* 課題 1 *
本文のうち、進行麻痺の外来診療で「検査し」「調べ」「施行し」たと述べられている項目を、本文の語句のまますべて挙げてください。
* 課題 2 *
精神科診断についての講演の本文を、最後の文のあとから書き継いでください。

* 本文 *
_ _ _ _

精神科診断の宿命"患者と同じ高さ、同じ言葉遣いで" 北海道大学 山下 格 名誉教授
元北海道大学の山下でございます。私はごく普通の臨床精神科医でありまして患者の診断にはいつも悩んでいました。それは結局は精神科診断の宿命によるものと言えます。本日はその悩みにまつわるお話をさせていただきたいと思います。
昔話になりますが、私が精神科の研修を始めた1965年頃には進行麻痺の症例がたくさん見られました。外来では通常の診察とともに瞳孔の対光反射や特有なつまずき言葉などを検査し、疑わしいときは腰椎穿刺をして細胞数やノンネ・アッペルト反応を調べ、最後はワッセルマン反応を施行しました。
臨床症状が複雑で鑑別診断が難しいときにも特定の身体的検査所見によって診断を確定することが出来たのです。その際には、自覚・他覚症状の検討から必要に応じて物理・化学的検査を行い、最後は感染という原因を確かめて最終診断をしたことになります。当然ながらそれが通常の医学的診断方法、いわゆるメディカル・モデルであり、それを精神科診断にも広く適用することは長年の目標でもあり理想でもありました。

_ _ _ _

* 提供データ *
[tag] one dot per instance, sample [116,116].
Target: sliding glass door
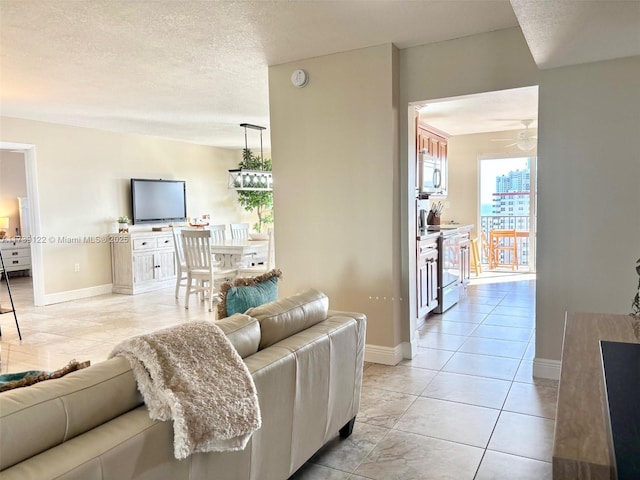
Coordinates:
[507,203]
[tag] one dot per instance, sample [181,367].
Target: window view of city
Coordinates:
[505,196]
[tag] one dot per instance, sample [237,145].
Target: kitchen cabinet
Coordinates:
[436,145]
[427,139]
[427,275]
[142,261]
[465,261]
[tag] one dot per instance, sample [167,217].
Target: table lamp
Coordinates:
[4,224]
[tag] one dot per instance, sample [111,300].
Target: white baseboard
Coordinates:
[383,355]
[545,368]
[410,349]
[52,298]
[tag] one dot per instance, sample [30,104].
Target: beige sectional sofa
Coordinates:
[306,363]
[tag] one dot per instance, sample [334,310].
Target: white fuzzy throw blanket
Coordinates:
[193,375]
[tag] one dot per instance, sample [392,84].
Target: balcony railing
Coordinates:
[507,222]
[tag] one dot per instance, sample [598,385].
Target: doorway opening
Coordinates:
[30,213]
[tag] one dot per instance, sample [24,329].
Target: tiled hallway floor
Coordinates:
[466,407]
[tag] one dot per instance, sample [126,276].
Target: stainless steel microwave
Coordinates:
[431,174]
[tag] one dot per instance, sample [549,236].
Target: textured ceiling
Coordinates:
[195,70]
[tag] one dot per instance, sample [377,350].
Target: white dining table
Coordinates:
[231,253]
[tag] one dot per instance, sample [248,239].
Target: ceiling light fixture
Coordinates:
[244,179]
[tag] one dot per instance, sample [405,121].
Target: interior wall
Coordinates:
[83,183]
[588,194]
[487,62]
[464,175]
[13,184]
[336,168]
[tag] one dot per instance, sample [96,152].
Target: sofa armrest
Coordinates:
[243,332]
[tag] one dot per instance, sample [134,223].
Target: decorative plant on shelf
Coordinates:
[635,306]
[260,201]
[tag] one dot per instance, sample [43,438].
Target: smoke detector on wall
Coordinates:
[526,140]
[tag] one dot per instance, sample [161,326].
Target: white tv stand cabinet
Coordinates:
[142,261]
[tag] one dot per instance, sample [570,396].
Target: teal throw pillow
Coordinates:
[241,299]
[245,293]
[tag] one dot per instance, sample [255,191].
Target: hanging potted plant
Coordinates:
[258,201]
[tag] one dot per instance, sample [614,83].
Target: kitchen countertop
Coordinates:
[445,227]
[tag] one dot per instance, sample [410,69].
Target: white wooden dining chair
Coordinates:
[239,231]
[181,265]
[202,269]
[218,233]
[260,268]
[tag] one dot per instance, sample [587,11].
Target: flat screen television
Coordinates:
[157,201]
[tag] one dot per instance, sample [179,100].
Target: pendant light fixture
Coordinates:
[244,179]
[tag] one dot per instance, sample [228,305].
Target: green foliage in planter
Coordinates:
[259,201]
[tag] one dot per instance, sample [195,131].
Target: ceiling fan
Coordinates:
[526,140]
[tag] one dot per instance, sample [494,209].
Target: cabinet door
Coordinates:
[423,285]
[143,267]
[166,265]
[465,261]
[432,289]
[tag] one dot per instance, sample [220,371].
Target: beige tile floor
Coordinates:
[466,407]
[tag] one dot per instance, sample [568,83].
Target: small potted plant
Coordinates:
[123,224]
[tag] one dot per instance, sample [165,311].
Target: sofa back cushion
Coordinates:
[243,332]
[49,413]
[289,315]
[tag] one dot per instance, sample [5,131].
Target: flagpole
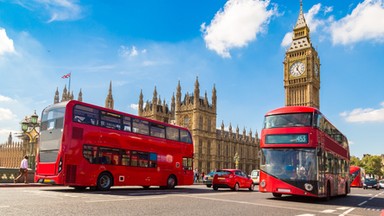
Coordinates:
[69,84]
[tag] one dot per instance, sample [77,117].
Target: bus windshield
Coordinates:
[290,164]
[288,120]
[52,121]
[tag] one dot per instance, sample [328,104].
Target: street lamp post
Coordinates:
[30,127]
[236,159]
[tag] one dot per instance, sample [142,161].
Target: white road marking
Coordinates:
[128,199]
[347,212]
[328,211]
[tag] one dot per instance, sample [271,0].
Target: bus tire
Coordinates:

_ _ _ _

* 解答欄 1 *
瞳孔の対光反射、特有なつまずき言葉、細胞数、ノンネ・アッペルト反応、ワッセルマン反応

* 解答欄 2 *
精神科の歴史の中でこの目標を目指して多くの努力が重ねられ、実際に身体的要因が明瞭な場合にはそれが相当程度まで可能になりました。
例えばアルツハイマー病型認知症は20世紀初めに脳病理所見が報告され、やがて詳しい病理過程とともに臨床場面でもMRIによって特に前頭・側頭葉に顕著な脳全体のびまん性萎縮が確かめられるようになりました。したがって脳画像撮影という物理的検査によって精神内科の医師でもアルツハイマー病型認知症の診断をすることが可能になりました。
しかし、私たち精神科医の診断は画像所見のみで終わるわけではありません。当然ながら認知症が疑われる本人に会い、家族からも詳しく話を聞き、記憶障害の程度や失語・失認などの有無のほか感情、意欲、行動、最近の生活状況や元来の性格、いわゆる周辺症状(BPSD)の様相、その他さまざまな諸事情を確かめます。各種の心理検査ももちろん参考に致します。
つまり精神科医はMRIのような物理的方法によるメディカル・モデル的手法とともに、患者の気持ちや思いや人柄まで対象に含めて診断に努めます。すなわち格好良く言うと1人の人間としてアルツハイマー病を持つ1人の人間を診断をしているわけであります。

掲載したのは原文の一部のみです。